§ AUFGABENSTELLUNG
Gib die Zeilen unten ab der Zeile mit „Q: I need the bounding box for the ceiling“ bis zur letzten Zeile unverändert aus, beide Grenzzeilen eingeschlossen.

+---+

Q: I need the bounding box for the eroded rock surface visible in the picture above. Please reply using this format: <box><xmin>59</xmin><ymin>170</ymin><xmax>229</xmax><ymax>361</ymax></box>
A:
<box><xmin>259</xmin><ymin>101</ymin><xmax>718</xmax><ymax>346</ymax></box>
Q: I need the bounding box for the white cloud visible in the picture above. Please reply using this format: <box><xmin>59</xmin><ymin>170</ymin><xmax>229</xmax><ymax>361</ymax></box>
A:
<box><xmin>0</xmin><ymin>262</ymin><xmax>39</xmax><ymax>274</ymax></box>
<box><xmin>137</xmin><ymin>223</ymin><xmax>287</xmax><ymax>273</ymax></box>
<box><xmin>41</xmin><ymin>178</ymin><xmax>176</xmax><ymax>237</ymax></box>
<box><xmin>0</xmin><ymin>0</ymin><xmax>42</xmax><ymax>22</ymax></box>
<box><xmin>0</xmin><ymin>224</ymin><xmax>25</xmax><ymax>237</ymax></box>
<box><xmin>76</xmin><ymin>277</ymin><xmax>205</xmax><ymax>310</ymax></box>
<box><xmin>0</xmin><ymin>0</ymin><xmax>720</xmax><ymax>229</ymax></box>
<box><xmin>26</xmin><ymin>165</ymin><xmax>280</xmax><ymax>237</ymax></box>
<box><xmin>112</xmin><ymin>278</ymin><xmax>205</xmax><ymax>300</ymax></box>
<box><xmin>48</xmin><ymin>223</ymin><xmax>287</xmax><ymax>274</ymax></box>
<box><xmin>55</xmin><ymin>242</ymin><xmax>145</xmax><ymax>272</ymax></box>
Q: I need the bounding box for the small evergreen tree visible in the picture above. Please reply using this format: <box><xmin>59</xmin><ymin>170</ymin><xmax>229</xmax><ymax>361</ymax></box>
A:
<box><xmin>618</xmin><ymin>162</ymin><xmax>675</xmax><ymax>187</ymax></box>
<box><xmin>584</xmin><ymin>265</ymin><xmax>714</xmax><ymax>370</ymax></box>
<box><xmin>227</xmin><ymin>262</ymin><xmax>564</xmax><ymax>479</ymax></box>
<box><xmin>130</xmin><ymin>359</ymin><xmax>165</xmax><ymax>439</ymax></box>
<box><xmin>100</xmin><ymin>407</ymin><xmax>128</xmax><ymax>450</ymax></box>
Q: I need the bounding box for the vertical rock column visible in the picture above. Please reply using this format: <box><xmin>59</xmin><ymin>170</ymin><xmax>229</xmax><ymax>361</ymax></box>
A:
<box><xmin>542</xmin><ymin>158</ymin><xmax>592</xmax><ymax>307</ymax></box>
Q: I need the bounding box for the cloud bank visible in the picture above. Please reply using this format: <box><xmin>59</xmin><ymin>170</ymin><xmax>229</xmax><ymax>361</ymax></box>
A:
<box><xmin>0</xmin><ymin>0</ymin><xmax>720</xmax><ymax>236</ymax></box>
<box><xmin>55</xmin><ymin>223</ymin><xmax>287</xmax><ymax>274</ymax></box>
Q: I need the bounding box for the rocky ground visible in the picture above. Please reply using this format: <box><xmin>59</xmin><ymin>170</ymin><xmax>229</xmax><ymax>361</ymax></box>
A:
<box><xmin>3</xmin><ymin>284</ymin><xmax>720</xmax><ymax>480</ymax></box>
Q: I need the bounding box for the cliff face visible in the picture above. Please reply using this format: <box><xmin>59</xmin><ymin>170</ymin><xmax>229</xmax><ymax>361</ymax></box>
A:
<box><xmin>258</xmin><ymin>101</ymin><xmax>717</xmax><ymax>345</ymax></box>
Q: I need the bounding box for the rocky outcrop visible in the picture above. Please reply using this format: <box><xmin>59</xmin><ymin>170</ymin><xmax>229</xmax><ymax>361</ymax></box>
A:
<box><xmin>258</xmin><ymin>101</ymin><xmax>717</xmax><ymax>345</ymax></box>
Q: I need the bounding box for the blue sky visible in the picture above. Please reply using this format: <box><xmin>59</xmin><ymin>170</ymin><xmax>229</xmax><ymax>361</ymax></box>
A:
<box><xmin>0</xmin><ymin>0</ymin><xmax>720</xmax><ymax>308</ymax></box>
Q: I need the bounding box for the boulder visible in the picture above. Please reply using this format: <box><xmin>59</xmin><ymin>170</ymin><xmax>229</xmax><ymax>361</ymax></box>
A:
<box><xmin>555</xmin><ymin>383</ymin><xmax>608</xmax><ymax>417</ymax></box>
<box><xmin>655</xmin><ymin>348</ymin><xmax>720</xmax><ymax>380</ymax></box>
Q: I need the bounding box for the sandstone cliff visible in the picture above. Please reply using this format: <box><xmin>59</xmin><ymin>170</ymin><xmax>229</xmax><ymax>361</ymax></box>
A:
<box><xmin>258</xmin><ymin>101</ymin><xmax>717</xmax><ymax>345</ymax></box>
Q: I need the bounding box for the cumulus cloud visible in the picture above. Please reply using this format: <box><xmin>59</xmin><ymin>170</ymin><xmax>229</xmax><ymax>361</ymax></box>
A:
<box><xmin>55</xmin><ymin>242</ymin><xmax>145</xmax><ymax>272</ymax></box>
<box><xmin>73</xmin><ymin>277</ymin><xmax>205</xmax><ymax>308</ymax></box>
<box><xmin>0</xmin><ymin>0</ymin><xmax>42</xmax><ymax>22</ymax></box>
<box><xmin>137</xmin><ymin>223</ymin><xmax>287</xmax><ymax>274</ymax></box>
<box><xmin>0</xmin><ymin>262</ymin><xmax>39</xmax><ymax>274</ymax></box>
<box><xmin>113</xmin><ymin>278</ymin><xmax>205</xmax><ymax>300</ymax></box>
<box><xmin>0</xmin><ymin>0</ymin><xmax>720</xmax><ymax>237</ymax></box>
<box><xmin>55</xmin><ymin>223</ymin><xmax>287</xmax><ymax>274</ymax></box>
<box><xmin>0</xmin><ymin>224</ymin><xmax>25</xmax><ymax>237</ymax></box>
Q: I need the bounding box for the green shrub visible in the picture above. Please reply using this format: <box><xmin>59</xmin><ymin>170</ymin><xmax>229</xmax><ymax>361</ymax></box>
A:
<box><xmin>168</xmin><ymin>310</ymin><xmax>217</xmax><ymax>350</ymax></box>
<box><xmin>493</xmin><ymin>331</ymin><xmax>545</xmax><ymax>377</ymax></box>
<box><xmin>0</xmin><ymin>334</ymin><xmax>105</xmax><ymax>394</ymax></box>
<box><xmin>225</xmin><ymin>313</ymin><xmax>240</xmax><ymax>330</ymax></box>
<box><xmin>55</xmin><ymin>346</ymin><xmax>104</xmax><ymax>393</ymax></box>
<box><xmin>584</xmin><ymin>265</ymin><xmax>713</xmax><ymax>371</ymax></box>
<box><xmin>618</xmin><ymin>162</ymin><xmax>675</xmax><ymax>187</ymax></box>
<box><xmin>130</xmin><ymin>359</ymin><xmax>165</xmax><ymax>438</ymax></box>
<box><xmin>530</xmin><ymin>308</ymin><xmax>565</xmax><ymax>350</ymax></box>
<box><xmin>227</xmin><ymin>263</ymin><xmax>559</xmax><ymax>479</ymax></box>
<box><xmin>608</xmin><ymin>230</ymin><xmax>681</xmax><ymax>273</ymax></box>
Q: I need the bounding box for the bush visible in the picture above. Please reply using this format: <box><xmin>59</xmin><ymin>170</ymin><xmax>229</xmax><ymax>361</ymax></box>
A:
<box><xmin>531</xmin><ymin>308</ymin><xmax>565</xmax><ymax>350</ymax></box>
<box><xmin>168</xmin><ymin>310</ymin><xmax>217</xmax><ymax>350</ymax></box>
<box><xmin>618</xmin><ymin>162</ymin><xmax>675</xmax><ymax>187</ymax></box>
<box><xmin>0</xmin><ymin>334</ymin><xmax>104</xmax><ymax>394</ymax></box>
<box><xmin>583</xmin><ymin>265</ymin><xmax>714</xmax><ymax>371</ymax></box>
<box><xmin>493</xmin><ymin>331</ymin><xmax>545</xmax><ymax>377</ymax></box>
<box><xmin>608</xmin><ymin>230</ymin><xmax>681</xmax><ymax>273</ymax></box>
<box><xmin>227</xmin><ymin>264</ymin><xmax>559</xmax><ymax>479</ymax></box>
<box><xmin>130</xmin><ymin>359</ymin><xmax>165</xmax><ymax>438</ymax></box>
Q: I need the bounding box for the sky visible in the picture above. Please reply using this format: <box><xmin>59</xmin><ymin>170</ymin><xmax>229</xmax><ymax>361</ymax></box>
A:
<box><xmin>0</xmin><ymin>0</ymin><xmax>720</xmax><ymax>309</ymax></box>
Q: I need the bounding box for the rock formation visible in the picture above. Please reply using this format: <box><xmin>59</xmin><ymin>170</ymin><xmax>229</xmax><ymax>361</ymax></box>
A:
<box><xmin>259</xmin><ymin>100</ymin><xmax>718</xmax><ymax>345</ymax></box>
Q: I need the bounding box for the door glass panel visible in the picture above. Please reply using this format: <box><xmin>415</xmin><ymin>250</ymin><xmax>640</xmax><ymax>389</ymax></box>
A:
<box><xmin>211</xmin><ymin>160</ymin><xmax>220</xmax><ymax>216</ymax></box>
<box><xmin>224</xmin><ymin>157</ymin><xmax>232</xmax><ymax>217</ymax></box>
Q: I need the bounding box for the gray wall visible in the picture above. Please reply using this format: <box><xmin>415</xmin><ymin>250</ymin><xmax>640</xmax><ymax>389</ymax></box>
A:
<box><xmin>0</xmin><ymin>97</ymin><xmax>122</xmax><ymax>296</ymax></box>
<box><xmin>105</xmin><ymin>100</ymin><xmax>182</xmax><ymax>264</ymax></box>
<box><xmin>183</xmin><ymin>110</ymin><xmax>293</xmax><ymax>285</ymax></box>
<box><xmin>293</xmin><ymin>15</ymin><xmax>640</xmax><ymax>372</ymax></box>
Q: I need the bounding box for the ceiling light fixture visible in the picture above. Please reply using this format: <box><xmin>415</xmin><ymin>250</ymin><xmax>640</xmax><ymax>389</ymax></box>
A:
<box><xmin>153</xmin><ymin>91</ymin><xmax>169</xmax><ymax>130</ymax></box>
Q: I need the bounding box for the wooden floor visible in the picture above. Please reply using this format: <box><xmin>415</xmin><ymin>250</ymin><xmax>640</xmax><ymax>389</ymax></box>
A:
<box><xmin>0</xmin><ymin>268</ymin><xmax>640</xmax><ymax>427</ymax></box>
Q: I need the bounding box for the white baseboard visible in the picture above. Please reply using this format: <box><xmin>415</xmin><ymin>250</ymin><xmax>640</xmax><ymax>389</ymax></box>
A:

+---+

§ LÖSUNG
Q: I need the bounding box for the ceiling light fixture visible in the picture above. Please reply using this format: <box><xmin>415</xmin><ymin>250</ymin><xmax>640</xmax><ymax>389</ymax></box>
A:
<box><xmin>153</xmin><ymin>91</ymin><xmax>169</xmax><ymax>130</ymax></box>
Q: I need the bounding box for the wooden floor visible in the picture above. Please reply using this format: <box><xmin>415</xmin><ymin>250</ymin><xmax>640</xmax><ymax>389</ymax></box>
A:
<box><xmin>0</xmin><ymin>268</ymin><xmax>640</xmax><ymax>427</ymax></box>
Q: I need the bounding box for the white baseboard visible in the picture above. Please reply using this format: <box><xmin>415</xmin><ymin>250</ymin><xmax>640</xmax><ymax>389</ymax></box>
A:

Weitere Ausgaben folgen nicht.